TASK » Repeat exactly the lines beginning at the one that contains "Target: white cloud" and running to the end of the material. Omit the pictures.

= = = = =

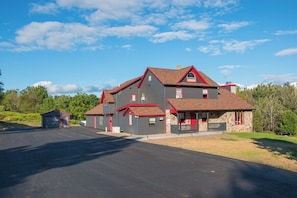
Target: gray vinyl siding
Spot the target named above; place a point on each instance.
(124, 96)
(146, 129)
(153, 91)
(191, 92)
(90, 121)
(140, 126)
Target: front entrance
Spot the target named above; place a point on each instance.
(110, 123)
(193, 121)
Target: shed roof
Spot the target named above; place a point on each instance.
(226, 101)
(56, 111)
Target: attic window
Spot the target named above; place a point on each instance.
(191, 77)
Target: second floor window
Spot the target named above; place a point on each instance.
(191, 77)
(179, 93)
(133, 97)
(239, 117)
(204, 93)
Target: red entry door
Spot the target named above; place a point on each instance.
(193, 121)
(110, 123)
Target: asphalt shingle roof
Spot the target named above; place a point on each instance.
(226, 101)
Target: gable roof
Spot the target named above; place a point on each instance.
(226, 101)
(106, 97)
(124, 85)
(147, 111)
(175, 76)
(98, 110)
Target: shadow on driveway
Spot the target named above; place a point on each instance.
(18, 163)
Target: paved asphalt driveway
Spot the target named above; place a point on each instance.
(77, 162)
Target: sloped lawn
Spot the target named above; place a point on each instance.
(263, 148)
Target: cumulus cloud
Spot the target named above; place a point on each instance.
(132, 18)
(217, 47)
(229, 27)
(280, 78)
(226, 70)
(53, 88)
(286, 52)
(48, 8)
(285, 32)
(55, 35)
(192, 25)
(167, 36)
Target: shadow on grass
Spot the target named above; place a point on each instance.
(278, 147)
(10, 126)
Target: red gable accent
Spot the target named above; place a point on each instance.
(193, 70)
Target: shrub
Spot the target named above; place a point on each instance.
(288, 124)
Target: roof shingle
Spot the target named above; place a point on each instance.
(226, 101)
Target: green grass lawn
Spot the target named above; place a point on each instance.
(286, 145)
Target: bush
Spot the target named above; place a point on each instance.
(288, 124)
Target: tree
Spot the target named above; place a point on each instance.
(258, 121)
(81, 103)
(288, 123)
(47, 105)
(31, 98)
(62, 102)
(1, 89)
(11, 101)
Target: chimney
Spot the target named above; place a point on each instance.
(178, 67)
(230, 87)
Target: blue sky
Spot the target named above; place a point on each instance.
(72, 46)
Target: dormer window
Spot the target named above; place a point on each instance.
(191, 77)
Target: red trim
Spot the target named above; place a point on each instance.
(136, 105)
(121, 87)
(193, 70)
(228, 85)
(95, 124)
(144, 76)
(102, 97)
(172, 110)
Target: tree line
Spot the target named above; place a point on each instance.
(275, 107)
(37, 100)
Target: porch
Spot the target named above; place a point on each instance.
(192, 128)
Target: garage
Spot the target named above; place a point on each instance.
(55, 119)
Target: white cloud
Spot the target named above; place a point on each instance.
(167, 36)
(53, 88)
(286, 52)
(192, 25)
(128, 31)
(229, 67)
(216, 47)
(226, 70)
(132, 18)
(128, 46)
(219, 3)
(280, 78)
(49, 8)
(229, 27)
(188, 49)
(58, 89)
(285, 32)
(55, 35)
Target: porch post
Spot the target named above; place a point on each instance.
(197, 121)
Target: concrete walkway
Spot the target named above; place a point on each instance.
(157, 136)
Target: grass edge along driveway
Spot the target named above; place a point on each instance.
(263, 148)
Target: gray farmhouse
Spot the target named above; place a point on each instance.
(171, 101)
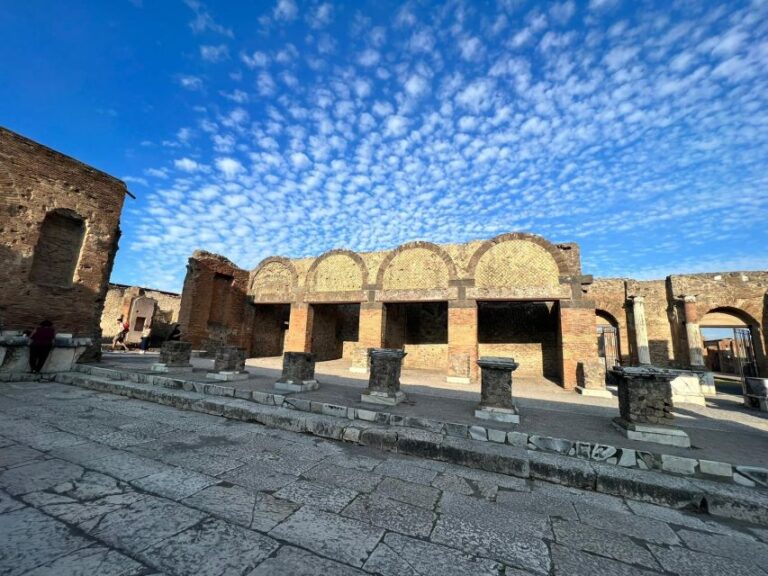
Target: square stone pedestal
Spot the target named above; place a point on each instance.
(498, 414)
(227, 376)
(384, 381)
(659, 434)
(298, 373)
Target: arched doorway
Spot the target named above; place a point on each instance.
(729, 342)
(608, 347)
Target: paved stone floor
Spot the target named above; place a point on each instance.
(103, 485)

= = = = =

SOLVED PROBLEM »
Target: white cloud
Spot the target named above; place a point on each instance.
(167, 36)
(53, 88)
(286, 52)
(192, 25)
(128, 31)
(229, 67)
(216, 47)
(226, 70)
(132, 18)
(128, 46)
(219, 3)
(280, 78)
(49, 8)
(229, 27)
(188, 49)
(58, 89)
(285, 32)
(55, 35)
Target: porch post
Spot the target named above; place a point on each instance.
(197, 121)
Target: concrete walkway
Spot the target named above; place a point on each instance.
(157, 136)
Target: grass edge along driveway
Spot the target named above; place a point on each instance.
(263, 148)
Target: gray farmhouse
Spot the target named above; place a point on each instance.
(171, 101)
Target: square stone pedestal
Spot the target named above; place a point on each instance.
(498, 414)
(227, 376)
(384, 381)
(659, 434)
(298, 373)
Target: arched doorway
Spot the target named above; place a point on each instance.
(729, 342)
(608, 347)
Target: paved stone floor
Spot the target named above; place a point on each instance.
(103, 485)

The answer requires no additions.